Input material –

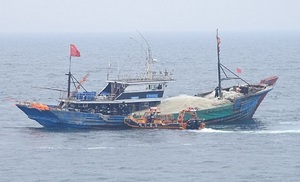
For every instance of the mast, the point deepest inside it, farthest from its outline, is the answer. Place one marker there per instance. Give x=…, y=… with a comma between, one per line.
x=149, y=58
x=219, y=65
x=69, y=79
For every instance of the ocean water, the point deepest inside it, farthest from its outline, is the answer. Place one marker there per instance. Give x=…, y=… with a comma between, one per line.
x=263, y=149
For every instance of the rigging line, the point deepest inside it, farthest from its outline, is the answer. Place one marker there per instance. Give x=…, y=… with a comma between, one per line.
x=234, y=74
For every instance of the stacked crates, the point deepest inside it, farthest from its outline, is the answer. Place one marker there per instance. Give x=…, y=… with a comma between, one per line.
x=89, y=96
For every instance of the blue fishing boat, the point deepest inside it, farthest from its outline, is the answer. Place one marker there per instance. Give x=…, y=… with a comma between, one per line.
x=106, y=108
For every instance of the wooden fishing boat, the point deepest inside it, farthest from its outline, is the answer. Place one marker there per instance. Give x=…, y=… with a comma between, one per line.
x=153, y=119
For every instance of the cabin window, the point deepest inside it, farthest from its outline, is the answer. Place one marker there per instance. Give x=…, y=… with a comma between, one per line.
x=83, y=105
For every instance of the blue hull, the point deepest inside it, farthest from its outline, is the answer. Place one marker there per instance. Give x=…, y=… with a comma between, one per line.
x=241, y=109
x=68, y=119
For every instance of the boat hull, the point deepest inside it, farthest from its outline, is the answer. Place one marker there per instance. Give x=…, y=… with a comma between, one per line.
x=242, y=108
x=54, y=118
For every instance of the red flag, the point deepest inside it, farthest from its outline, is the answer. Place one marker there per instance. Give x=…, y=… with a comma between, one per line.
x=74, y=51
x=218, y=40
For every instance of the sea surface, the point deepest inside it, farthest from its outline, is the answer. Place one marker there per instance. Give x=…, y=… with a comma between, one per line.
x=266, y=148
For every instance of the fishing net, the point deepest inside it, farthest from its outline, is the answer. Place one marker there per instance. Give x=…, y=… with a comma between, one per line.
x=181, y=102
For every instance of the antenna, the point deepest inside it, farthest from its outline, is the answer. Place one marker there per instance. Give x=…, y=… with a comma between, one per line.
x=149, y=58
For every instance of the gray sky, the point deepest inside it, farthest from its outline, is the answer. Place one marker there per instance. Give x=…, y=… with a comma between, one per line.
x=148, y=15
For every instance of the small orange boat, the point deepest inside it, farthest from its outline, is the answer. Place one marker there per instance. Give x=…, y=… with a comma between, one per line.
x=153, y=119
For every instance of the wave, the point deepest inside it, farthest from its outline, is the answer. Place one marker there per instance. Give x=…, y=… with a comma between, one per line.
x=210, y=130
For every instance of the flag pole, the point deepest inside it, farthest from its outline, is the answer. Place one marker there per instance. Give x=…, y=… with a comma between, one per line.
x=219, y=65
x=69, y=79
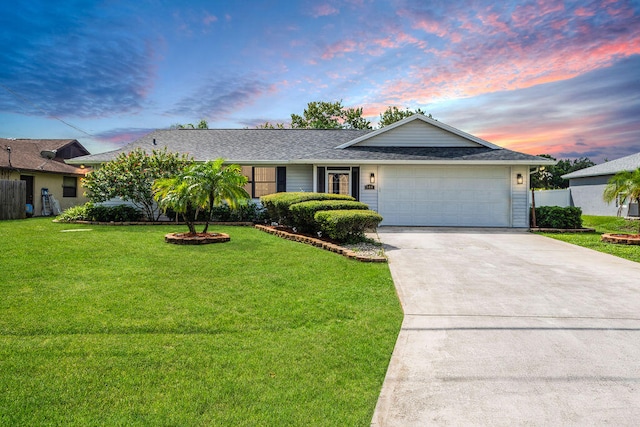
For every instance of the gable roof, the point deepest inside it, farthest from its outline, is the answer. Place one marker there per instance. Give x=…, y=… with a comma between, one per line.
x=313, y=146
x=425, y=119
x=26, y=155
x=628, y=163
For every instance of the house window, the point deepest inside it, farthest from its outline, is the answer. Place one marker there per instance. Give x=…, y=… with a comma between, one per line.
x=261, y=180
x=69, y=186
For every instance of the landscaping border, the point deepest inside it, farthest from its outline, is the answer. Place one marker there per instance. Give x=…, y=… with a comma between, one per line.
x=321, y=244
x=235, y=224
x=562, y=230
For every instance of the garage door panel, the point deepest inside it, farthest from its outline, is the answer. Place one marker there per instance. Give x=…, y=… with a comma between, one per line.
x=444, y=196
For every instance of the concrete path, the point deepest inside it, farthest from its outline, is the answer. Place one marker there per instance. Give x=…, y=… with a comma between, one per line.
x=508, y=328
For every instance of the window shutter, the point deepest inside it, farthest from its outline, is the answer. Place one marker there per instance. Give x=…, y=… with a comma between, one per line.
x=281, y=179
x=355, y=183
x=320, y=188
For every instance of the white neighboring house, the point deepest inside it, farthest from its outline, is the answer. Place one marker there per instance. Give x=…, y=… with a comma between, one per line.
x=587, y=186
x=415, y=172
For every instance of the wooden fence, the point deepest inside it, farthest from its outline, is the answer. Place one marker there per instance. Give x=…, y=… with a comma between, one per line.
x=12, y=199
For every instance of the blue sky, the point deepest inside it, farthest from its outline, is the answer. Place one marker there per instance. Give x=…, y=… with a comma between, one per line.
x=541, y=76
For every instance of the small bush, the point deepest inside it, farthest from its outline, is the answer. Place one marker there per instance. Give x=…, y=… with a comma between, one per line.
x=74, y=213
x=557, y=217
x=302, y=214
x=347, y=226
x=277, y=204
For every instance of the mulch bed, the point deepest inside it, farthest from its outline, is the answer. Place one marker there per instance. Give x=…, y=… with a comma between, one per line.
x=624, y=239
x=288, y=233
x=196, y=239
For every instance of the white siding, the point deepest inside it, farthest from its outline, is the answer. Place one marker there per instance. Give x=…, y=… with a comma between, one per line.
x=299, y=178
x=370, y=197
x=417, y=134
x=519, y=198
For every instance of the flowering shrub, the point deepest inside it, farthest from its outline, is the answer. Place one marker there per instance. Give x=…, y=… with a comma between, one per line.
x=130, y=177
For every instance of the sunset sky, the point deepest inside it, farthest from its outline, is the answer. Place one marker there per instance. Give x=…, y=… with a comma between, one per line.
x=542, y=76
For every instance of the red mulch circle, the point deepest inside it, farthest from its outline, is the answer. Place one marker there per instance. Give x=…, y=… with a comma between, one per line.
x=623, y=239
x=196, y=239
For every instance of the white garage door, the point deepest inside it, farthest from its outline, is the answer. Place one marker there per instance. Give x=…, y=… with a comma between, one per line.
x=472, y=196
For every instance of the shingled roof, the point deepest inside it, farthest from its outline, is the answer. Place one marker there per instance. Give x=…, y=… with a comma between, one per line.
x=26, y=155
x=628, y=163
x=282, y=146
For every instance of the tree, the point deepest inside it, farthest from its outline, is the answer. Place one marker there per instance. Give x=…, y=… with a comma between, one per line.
x=393, y=114
x=329, y=115
x=201, y=125
x=550, y=177
x=623, y=186
x=130, y=177
x=199, y=188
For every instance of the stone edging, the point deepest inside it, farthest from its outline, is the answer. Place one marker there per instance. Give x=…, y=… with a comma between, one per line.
x=624, y=239
x=321, y=244
x=562, y=230
x=235, y=224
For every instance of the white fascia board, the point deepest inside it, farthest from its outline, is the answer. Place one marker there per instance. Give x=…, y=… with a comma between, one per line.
x=418, y=162
x=425, y=119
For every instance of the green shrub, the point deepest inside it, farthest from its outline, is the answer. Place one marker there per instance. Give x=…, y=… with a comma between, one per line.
x=250, y=212
x=277, y=204
x=91, y=212
x=74, y=213
x=346, y=226
x=557, y=217
x=302, y=214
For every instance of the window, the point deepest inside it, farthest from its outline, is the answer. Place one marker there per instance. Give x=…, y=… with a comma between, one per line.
x=261, y=180
x=69, y=186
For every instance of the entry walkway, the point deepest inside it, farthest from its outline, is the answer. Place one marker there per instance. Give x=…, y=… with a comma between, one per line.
x=505, y=328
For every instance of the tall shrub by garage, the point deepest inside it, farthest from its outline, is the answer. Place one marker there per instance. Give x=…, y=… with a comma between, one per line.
x=277, y=204
x=302, y=214
x=347, y=226
x=557, y=217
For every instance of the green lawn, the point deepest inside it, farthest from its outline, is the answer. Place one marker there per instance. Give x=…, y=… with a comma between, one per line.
x=603, y=224
x=115, y=327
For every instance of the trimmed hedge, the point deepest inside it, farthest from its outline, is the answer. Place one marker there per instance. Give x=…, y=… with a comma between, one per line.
x=557, y=217
x=277, y=204
x=302, y=214
x=250, y=212
x=91, y=212
x=349, y=225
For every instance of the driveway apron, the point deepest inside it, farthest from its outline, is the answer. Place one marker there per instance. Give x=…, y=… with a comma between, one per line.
x=505, y=327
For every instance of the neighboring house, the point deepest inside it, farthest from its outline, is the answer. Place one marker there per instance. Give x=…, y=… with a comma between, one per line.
x=417, y=171
x=41, y=163
x=587, y=186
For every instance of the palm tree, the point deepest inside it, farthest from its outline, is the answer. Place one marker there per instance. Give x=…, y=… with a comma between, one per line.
x=201, y=187
x=624, y=186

Requirement – Write out the part of the data that opens with the line containing "For every instance of the rigging" and closes with the line containing "x=266, y=148", both lines included. Keep the requests unchanged and shift every x and y coordinate in the answers up by 45.

Right answer –
For every instance of the rigging line, the point deepest inside it, farthest from its outline, is the answer. Place one marker there per instance. Give x=…, y=… with a comma between, one per line.
x=279, y=119
For every instance of the stacked crates, the point deepest inside it, farthest from its outline, is the answer. Place one marker there per instance. Give x=…, y=… with a comma between, one per line.
x=134, y=141
For every instance of the blue fishing boat, the point deepest inside it, farthest from its outline, is the answer. Place one marker there per instance. Give x=…, y=… with a comma between, one per line.
x=151, y=153
For every instance of the wooden fishing boat, the point deepest inside it, farthest from its outline, is the answer. Place one marker there per instance. Give x=…, y=… with a comma between, one per line.
x=198, y=164
For every instance of the cabin window, the point deepest inside it, farthest from its outline, is the answer. Place one marker there per instance. Give x=…, y=… with a comma between, one per line.
x=128, y=150
For every instance of the blue hull, the point deepest inside it, farthest from its outline, is the answer. Place one marker there per instance. Give x=…, y=… with a comma between, one per line.
x=286, y=154
x=113, y=164
For every instance of the boat hull, the point deepest inside it, farthest from its outline, is the answer. Place one marker there per instance. Give x=…, y=… with a comma between, one per line.
x=287, y=153
x=99, y=163
For every instance of the red flag, the point deepest inside it, farthest from its outline, is the answer. Place one marker there per instance. Give x=…, y=… with a comma between, one per line.
x=119, y=96
x=263, y=85
For every instance of the sea surface, the point deepest inside it, farthest from its outline, is the answer. Place one marker there per instance. Give x=…, y=… with a comma between, one per line.
x=311, y=193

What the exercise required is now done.